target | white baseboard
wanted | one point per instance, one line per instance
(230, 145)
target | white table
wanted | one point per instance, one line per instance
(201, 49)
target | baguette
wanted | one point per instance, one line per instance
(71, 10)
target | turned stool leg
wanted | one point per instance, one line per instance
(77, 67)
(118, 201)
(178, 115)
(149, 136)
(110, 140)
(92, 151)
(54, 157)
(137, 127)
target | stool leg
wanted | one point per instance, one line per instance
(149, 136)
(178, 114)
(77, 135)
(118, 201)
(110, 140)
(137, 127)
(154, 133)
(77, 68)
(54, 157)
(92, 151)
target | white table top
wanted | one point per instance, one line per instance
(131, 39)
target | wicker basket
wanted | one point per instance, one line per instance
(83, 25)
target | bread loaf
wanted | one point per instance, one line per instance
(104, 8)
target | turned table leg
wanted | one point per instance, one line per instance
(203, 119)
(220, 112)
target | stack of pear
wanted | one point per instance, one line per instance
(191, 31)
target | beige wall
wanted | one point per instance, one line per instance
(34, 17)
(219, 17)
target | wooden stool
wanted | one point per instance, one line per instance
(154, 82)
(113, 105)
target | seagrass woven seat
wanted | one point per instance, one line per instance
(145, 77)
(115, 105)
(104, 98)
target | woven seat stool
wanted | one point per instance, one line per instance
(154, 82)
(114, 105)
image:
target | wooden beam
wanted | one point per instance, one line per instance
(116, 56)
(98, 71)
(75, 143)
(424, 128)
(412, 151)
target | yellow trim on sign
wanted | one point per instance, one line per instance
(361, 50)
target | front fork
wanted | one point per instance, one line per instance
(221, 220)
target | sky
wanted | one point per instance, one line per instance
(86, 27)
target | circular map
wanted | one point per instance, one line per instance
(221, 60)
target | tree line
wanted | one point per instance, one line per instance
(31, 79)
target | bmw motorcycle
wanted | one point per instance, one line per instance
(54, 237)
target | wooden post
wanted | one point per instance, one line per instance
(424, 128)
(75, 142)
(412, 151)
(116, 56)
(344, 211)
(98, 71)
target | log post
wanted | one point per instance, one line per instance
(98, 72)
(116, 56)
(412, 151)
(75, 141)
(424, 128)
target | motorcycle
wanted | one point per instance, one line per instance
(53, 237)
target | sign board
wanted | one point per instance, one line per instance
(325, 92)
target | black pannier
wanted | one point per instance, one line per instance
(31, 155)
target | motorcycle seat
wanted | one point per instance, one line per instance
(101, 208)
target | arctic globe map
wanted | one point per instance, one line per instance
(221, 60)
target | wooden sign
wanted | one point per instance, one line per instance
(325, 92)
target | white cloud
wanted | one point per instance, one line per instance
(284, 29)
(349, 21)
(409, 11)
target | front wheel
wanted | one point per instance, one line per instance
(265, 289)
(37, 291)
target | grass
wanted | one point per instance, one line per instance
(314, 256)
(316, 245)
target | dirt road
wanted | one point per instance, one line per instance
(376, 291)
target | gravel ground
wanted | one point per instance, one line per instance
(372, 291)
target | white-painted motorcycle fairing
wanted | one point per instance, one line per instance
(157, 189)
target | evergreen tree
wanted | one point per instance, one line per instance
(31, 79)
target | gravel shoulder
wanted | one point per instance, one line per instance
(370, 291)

........

* **Exercise brief**: Rewrite all the records above, replacing every "stool" with "chair" and keeping everything else the same.

* **Solution**:
target | white baseboard
wanted | one point per instance, one line per instance
(230, 145)
target | white table
wanted | one point per instance, one line per instance
(201, 49)
target | baguette
wanted | one point per instance, one line per instance
(71, 10)
target | turned chair leg
wanted | one point per instance, one line per instance
(77, 67)
(118, 201)
(178, 115)
(149, 136)
(110, 140)
(92, 151)
(54, 157)
(137, 127)
target | chair leg
wanted | one point per instance, one line per instance
(149, 136)
(178, 114)
(77, 135)
(118, 201)
(110, 140)
(137, 127)
(154, 133)
(77, 68)
(54, 157)
(92, 151)
target | white table top
wanted | one point per instance, one line per instance
(131, 39)
target | wicker basket
wanted | one point per instance, one line per instance
(83, 25)
target | bread loaf
wanted | one point per instance, one line per instance
(104, 8)
target | turned table leg
wanted | one point per instance, one line per instance
(203, 119)
(220, 112)
target | stack of pear
wanted | one point per instance, one line per instance
(191, 31)
target | beige wall
wanted | one point per instance, one line per instance
(34, 17)
(219, 17)
target | wooden chair
wanted | one point per instance, one line per instance
(154, 82)
(113, 105)
target | seagrass woven seat
wanted | one point per instance, one line per instance
(145, 77)
(115, 105)
(104, 98)
target | woven seat chair
wanted | one point per instance, one line per instance
(154, 82)
(114, 105)
image:
target | wooden beam
wanted | one point per instance, one line per instance
(116, 56)
(98, 71)
(75, 143)
(424, 128)
(412, 151)
target | yellow trim on sign
wanted | one point per instance, one line per instance
(361, 50)
target | front fork
wanted | one point per instance, one line per instance
(221, 220)
target | sky
wanted | one point per instance, one line per instance
(86, 27)
target | circular map
wanted | one point per instance, one line per instance
(221, 60)
target | tree line
wanted | one point per instance, one line per instance
(31, 79)
target | bmw motorcycle
wanted | one point per instance, one line per instance
(54, 237)
target | wooden post
wanted | one point per instance, one line per instance
(424, 128)
(75, 142)
(412, 151)
(116, 56)
(344, 211)
(98, 71)
target | log post
wanted | one point per instance, one line per instance
(98, 72)
(116, 56)
(412, 151)
(75, 141)
(424, 128)
target | motorcycle
wanted | one point per instance, one line per instance
(53, 237)
target | sign board
wanted | one point per instance, one line per instance
(325, 92)
target | black pannier
wanted | one point per instance, one line per instance
(31, 155)
target | motorcycle seat
wanted | one point per instance, one line per instance
(101, 208)
target | arctic globe map
wanted | one point per instance, one line per instance
(221, 60)
target | wooden sign
wanted | one point per instance, one line per instance
(325, 92)
target | white cloud
wanted | one point per instance, one line per instance
(284, 29)
(349, 21)
(409, 11)
target | front wheel
wanted | one point per instance, one line per instance
(265, 289)
(37, 291)
target | grass
wanted | one point per instance, one line per instance
(314, 256)
(316, 245)
target | dirt road
wanted | one point per instance, one line per instance
(376, 291)
target | gravel ground
wanted | one point per instance, one line per instance
(372, 291)
target | white-painted motorcycle fairing
wanted | one point per instance, one line per instance
(157, 189)
target | evergreen tree
wanted | one point per instance, one line per instance
(31, 79)
target | gravel shoulder
wanted | one point per instance, one line per instance
(370, 291)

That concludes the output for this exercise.